*Extract provided:*
^^^^
Monday, May 18, 2020

Published May 18, 2020 by with 1 comment

Plotly Slow? Try Decimating Your Data

This is a quick tutorial on decimating plots using plotly as the framework.

Simple demo

The code below is plotting roughly 400,000 points using 'scattergl' in plotly. When you enable 'Decimate', it plots the same data set using the decimation technique described in this post.

See the Pen decimate plotly by Robert Hamner (@rhamner) on CodePen.


What is decimation?

Here, I only consider plots that linear interpolate between points ('lines' in plotly). 

Imagine you have a plot with three points: (0,0), (1,0), and (2,2). When you plot that, it's just a line from (0,0) to (1,0) and another line from (1,0) to (2,2). If your plot is 500px wide with no margins, that line will stretch from pixel 0 to pixel 500.



Now, imagine you have a plot with 4 points: (0,0), (1,1), (2,2), and (10k,0). If it's 500 px wide, what line will be drawn? x = 0 is in pixel 500*(0/10k), or 0 (since you round). x = 1 is in pixel 500*(1/10k), or 0 (since you round). x = 2 is in pixel 500*(2/10k), or 0 (since you round). x = 10k is in pixel 500*(10k/10k), or 500. Thus, you get a vertical line from (0,0) to (2,2), and then a line from (2,2) to (10k,0).
^^^^
Reproduce word for word the part of the plotly decimation tutorial starting with "Imagine you have a plot with three" and going on through "to pixel 500.".

*Entries shown:*
^^^^
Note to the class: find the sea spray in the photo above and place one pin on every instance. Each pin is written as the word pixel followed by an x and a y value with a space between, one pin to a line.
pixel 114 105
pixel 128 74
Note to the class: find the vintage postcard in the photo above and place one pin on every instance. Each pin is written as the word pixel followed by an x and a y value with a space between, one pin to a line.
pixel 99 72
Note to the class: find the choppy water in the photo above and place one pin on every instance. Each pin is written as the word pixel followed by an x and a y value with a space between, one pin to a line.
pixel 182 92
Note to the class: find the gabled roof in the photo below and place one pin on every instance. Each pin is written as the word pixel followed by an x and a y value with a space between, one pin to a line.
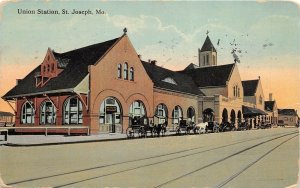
^^^^
*Expected answer:*
Imagine you have a plot with three points: (0,0), (1,0), and (2,2). When you plot that, it's just a line from (0,0) to (1,0) and another line from (1,0) to (2,2). If your plot is 500px wide with no margins, that line will stretch from pixel 0 to pixel 500.